**TASK TO CARRY OUT:** Reproduce everything in the software testing text below from "Look at any" down to "specific programming language.", word for word.

Software Testing

Steven J. Zeil

March 9, 2012


Table of Contents

1. Testing I: Supplying Inputs to Programs
2. Debugging I: The Basics
3. Testing II: Black-Box Testing
1. Black-Box Testing
1.1. Testing
1.2. Black Box Testing
1.3. Choosing the Test Data
4. Debugging II: Systematic Debugging
5. Testing IV: White-Box Testing
1. White-Box Testing
1.1. White-Box Testing
1.2. Statement Coverage
1.3. Branch Coverage
1.4. Loop Coverage
1.5. Final Thought: Combining Black and White-Box Testing
6. Testing V: Unit Testing
1. Unit Testing
1.1. Types of Testing
1.2. Unit Testing
1.3. Integration Testing
7. Debugging III: Tracking Down the Culprit

This is an early draft of a textbook supplement devoted to the topic of software testing.

Look at any catalog of Computer Sicence textbooks and you will find numerous books with titles like "Programming in C++", "Introduction to Programming in Java", etc. Most of these books do not, however, teach programming. They teach coding, the information necessary to write programs in some specific programming language.

**MATERIAL SUPPLIED:**
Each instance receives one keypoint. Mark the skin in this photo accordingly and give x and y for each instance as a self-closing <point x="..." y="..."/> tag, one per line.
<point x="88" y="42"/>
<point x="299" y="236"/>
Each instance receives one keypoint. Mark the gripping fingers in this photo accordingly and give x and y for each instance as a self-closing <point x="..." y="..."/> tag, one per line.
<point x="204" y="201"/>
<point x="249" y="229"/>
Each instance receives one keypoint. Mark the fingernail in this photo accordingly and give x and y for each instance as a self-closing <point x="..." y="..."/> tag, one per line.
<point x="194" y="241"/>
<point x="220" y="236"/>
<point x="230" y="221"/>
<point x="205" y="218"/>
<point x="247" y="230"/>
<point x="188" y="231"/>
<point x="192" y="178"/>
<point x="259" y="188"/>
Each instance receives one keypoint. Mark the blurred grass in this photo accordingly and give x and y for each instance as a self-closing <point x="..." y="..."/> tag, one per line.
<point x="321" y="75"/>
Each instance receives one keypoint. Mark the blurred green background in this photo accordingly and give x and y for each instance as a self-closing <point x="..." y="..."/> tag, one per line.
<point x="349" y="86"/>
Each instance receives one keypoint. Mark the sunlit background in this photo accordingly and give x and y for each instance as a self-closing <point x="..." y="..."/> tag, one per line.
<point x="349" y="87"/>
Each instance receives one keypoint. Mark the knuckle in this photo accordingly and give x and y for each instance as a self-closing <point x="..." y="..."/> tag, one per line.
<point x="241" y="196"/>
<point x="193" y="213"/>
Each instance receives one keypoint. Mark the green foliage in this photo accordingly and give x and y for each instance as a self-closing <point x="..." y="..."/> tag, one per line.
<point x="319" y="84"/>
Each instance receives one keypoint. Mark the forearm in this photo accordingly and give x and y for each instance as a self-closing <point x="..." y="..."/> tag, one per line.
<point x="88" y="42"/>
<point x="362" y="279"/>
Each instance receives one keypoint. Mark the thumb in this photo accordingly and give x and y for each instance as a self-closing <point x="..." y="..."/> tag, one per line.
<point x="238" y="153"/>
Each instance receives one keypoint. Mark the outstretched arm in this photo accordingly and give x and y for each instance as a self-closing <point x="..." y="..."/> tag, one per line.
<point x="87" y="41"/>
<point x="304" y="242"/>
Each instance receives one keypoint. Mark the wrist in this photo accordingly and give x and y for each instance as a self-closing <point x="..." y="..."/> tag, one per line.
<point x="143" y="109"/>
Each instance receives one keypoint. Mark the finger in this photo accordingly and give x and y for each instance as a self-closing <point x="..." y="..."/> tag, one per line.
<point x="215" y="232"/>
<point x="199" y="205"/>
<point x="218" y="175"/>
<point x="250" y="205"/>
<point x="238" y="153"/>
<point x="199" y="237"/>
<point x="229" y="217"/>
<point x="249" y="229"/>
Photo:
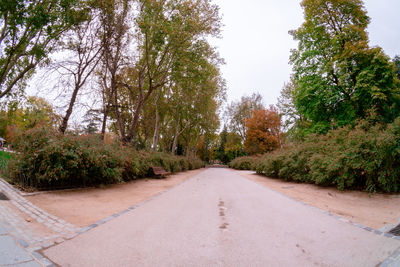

**OUTPUT FOR THIS TASK:**
Look at any catalog of Computer Sicence textbooks and you will find numerous books with titles like "Programming in C++", "Introduction to Programming in Java", etc. Most of these books do not, however, teach programming. They teach coding, the information necessary to write programs in some specific programming language.